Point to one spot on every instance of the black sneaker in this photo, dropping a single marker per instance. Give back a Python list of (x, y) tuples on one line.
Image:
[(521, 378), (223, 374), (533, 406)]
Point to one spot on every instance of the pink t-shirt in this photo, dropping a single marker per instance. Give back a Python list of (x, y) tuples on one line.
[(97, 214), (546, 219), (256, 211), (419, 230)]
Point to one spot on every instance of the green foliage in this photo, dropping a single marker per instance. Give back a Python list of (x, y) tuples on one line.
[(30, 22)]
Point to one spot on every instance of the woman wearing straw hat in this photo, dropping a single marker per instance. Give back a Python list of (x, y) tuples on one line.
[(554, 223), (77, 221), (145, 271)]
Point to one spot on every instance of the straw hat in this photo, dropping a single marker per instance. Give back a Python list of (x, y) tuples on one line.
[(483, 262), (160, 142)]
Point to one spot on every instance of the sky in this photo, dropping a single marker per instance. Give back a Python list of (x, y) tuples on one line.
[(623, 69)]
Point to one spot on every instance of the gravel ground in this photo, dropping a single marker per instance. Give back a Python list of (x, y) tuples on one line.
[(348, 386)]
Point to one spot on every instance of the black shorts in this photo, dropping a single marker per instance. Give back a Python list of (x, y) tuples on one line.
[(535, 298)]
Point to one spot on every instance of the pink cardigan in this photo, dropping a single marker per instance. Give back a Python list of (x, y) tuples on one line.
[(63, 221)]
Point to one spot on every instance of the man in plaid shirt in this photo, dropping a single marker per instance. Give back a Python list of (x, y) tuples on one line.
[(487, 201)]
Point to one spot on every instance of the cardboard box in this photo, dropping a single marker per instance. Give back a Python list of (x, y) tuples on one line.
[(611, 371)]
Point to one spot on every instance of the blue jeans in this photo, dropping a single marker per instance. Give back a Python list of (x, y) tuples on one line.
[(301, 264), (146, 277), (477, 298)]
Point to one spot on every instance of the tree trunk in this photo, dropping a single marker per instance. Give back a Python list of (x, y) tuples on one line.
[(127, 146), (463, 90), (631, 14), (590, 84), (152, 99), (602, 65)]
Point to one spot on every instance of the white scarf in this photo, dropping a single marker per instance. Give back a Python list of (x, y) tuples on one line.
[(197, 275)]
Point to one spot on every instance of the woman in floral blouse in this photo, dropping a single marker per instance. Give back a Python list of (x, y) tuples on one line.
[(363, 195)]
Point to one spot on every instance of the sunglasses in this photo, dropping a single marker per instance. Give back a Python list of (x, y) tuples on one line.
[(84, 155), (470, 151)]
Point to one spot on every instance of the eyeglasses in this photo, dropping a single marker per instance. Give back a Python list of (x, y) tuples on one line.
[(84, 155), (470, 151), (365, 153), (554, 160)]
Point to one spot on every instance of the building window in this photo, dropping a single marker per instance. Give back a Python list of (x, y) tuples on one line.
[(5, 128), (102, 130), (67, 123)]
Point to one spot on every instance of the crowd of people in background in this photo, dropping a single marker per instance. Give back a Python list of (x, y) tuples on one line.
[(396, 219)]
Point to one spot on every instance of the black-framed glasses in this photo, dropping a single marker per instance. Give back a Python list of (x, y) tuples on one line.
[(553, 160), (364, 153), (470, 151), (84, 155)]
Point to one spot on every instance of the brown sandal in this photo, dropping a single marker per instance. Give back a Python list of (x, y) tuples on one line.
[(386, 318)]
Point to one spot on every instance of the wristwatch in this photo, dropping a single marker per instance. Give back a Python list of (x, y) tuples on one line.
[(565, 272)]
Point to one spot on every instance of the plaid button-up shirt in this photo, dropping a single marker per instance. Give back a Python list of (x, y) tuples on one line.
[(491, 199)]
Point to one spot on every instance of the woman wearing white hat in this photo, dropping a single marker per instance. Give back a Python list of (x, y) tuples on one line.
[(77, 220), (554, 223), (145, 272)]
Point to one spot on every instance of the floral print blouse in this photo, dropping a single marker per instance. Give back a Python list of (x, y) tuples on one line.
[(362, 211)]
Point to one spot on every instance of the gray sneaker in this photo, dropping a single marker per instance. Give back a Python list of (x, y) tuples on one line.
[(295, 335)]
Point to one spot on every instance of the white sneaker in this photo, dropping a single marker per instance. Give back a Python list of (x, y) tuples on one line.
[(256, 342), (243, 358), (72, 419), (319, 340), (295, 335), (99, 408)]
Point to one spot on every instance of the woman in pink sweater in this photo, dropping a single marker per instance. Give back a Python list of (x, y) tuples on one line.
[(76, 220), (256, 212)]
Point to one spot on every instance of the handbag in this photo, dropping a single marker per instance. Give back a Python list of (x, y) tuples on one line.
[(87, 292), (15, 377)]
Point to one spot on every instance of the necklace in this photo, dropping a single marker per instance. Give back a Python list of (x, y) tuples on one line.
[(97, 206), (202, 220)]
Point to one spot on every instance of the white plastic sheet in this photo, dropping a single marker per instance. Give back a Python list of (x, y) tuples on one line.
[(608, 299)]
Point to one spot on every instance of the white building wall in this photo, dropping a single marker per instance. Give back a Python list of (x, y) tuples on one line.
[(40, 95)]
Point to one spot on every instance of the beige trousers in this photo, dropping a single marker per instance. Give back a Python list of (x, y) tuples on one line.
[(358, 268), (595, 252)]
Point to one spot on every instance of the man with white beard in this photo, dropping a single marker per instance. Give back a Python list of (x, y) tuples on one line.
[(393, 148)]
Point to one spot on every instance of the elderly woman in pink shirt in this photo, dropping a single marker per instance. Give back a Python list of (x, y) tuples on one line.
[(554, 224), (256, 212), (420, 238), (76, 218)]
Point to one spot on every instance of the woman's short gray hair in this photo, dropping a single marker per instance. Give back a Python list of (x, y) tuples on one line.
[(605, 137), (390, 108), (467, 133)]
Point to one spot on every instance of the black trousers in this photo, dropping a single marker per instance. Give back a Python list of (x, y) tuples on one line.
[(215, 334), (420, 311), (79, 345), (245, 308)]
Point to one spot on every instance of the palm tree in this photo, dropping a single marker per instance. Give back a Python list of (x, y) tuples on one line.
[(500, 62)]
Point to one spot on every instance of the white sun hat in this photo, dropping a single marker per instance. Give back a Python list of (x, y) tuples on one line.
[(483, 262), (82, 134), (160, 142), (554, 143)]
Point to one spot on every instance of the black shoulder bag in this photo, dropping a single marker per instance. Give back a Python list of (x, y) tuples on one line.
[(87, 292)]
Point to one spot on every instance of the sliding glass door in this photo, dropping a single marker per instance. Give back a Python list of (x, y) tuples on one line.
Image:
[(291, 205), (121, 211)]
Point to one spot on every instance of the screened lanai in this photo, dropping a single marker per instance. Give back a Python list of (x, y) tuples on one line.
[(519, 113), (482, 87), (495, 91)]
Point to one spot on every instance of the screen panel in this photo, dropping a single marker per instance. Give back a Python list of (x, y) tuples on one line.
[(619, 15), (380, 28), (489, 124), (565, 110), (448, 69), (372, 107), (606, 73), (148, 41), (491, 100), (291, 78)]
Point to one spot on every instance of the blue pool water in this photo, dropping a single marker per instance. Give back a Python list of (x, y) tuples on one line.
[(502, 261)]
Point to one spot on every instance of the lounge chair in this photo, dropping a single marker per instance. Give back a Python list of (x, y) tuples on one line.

* _REQUIRED TASK_: Quote each line of the data above exactly as written.

* _EXERCISE RESPONSE_:
Point to one spot on every instance of the black sneaker in this photo, dropping a single marker per instance. Give back a Python list of (x, y) tuples on one line.
Image:
[(521, 378), (223, 374), (533, 406)]
Point to one spot on every instance of the pink t-shirt in this photo, dropping a single marker per instance. Give back a Python list of (x, y) tuples on one line.
[(97, 214), (546, 219), (256, 211), (419, 230)]
Point to one spot on every instance of the green foliage in this photo, dropping a single marker per instance. Give back a Python list of (x, y) tuples on one line.
[(30, 22)]
Point to one spot on every instance of the woman wearing straw hat in this photo, dropping a single marker per instance. Give back a Python list of (x, y) tuples on one line.
[(554, 223), (77, 221), (145, 271)]
Point to one spot on every instance of the straw hat in this photo, dropping a single marker per instance. Give back a Python list of (x, y) tuples on one line.
[(483, 262), (160, 142)]
Point to one spot on every instance of the sky in this photo, dropping a single marker per instance. Give back a Python list of (x, y) tuples on one line.
[(623, 69)]
Point to one spot on every instance of the gravel ground in this photo, dropping a single marker per instance. Give back a Python list of (x, y) tuples on one line.
[(348, 386)]
Point to one spot on every instance of the black shorts in this photo, dropping a single marker per instance. Give back a Python list of (x, y) tuples on one line.
[(535, 298)]
Point to one spot on every instance of the pink cardigan in this photo, dropping a single marker per instance. Give back a Python list of (x, y) tuples on one line.
[(63, 221)]
Point to one spot on every instance of the man in plaid shirt in this photo, dropping a single marker per instance. Give back a Python list of (x, y) tuples on one line.
[(487, 201)]
Point to one spot on every instance of the cardboard box in this photo, dropping a single marker per instance. Give back a Python list of (x, y) tuples on one line.
[(611, 371)]
Point to one spot on every instance of the blue jeans in this photo, dropping a single marker per instance. Give back a Python list of (x, y) tuples on one line.
[(301, 264), (146, 277), (477, 298)]
Point to one spot on every instance of the tree trunk in this photo, dropping a single marker per instance. Give back a Python list of (x, y) tuples on one line.
[(127, 146), (463, 90), (631, 14), (590, 84), (152, 99), (602, 65)]
Point to one spot on every instance of the white scarf in this photo, dropping a single marker per instance. Give back a Python list of (x, y) tuples on one line.
[(197, 275)]
Point to one spot on every instance of the woman in floral blouse in this photo, dropping a single marker per instance. Give back a Python list of (x, y) tuples on one line.
[(363, 195)]
Point to one spot on every instance of the sunglasses in this photo, dropping a single marker per instance. Give back a Python list of (x, y) tuples on one line.
[(84, 155), (470, 151)]
Point to one spot on every instance of the eyeglasses in this photo, dropping a single marker per instance. Give back a Python list of (x, y) tuples on one line.
[(84, 155), (470, 151), (365, 153), (554, 160)]
Point to one spot on every instance of the building window in this photo, dropping a single marker per instance. Give back a Python list of (x, y) tuples on one line.
[(5, 128), (102, 130), (67, 123)]
Point to one spot on every instance of the crowd of people in background in this photo, dropping a single marker per instance. Give back a Python list of (x, y) tuples on one line.
[(396, 219)]
Point to one spot on every instance of the black-framed glasses in this photo, dropping a single marker per instance. Give back a Python list of (x, y) tuples on one line.
[(553, 160), (364, 153), (470, 151), (84, 155)]
Point to one spot on every instance of the brown sandal in this photo, dropping a single marker per instance. Give back a Python list of (x, y) tuples on one line.
[(386, 318)]
Point to one spot on every instance of the wristwatch in this photo, dropping a single marker per instance. Give back a Python list of (x, y) tuples on one line.
[(565, 272)]
Point to one spot on every instance of the plaid button-up shirt in this photo, dropping a single marker per instance. Give back a Python list of (x, y) tuples on one line.
[(491, 199)]
Point to one spot on every instance of the woman wearing white hat in this photo, dropping a single marker per instance. Give back a Python list of (x, y) tuples on one line.
[(77, 220), (554, 223), (145, 272)]
Point to one spot on every instance of the floral print blouse in this photo, dropping a single marker per instance. Give back a Python list of (x, y) tuples on one line.
[(362, 211)]
Point to one spot on every instance of the gray sneaker in this photo, dropping a single marker per instance. Give back a Python list of (x, y) tuples on one line.
[(295, 335)]
Point to one spot on every instance of the white sneaker in this photo, dropping a single marker per instance. Give back a Python list of (x, y) tuples on one line.
[(256, 342), (243, 358), (72, 419), (319, 340), (295, 335), (99, 408)]
Point to one spot on every instance of the woman in pink sweater in this photo, dropping a single marker per instance. Give back a Python list of (x, y) tuples on one line.
[(76, 220), (256, 212)]
Point to one spot on every instance of the handbag in this photo, dropping a single marker per instance. Give back a Python list of (x, y) tuples on one line.
[(87, 292), (15, 377)]
Point to one spot on every instance of the necklace in this photo, dropping a single marker per instance. Give back a Python list of (x, y) tuples on one line.
[(97, 206), (202, 220)]
Point to one spot on every instance of the white plastic sheet in this photo, dropping a single marker per instance. Give back a Python list of (x, y) tuples on one line.
[(608, 299)]
Point to one spot on every instance of the white building wall in this photo, dropping a single marker per instance. Give back a Python list of (x, y) tuples on one line.
[(40, 95)]
Point to one spot on every instance of the beige trousers in this photo, dropping a single marker per instance. Give back a Python list of (x, y) tuples on one line.
[(358, 268), (595, 252)]
Point to one spot on every instance of the man with white beard in this photo, dropping a single marker per instance. Give back a Python list of (x, y) tuples on one line.
[(393, 148)]
Point to one spot on every instance of the elderly woman in pink shirt in this photo, dropping a single marker per instance. Give back a Python list of (x, y) tuples on one line.
[(554, 224), (256, 212), (420, 238), (76, 218)]
Point to one spot on every instance of the woman's short gray hair in this photo, dropping a single marker per instance. Give back a Python list of (x, y) tuples on one line.
[(605, 137), (390, 108), (467, 133)]
Point to one spot on every instance of the black trousers in this photo, dropping a single marker per instance. Give back a Python list of (x, y) tuples on one line.
[(215, 334), (420, 311), (79, 345), (245, 308)]
Point to one spot on every instance of the palm tree in this photo, dropping a single marker per instance. Give back a Python list of (x, y) tuples on one line.
[(500, 62)]
Point to one spot on every instance of the white sun hat in this photo, dropping a single marker per instance. Give back a Python list of (x, y) tuples on one line.
[(483, 262), (82, 134), (160, 142), (554, 143)]
Point to one spot on every instance of the black shoulder bag in this photo, dropping a single marker per instance. Give back a Python list of (x, y) tuples on one line.
[(87, 292)]
Point to one spot on every instance of the sliding glass door in this photo, dropping a single marker per instance. Give back a Python list of (x, y) tuples on one line.
Image:
[(291, 205), (121, 211)]
Point to one spot on every instance of the screened lanai in this photo, dropping a single marker per instance. Give back a Python list of (x, y) tuples on one line.
[(519, 113), (482, 87), (495, 91)]
Point to one spot on every instance of the screen panel in this photo, dropping a single marker per instance. Give back a Python list of (x, y) tuples on one line.
[(619, 15), (380, 28), (489, 124), (565, 110), (448, 69), (372, 107), (606, 73), (148, 41), (491, 100), (291, 78)]
Point to one spot on every instance of the blue pool water in this photo, dropping a single marker per instance. Give back a Python list of (x, y) tuples on one line.
[(502, 261)]
Point to one spot on every instance of the lounge chair in this photo, dropping a single marker per instance. Give back a Python list of (x, y) tuples on one line.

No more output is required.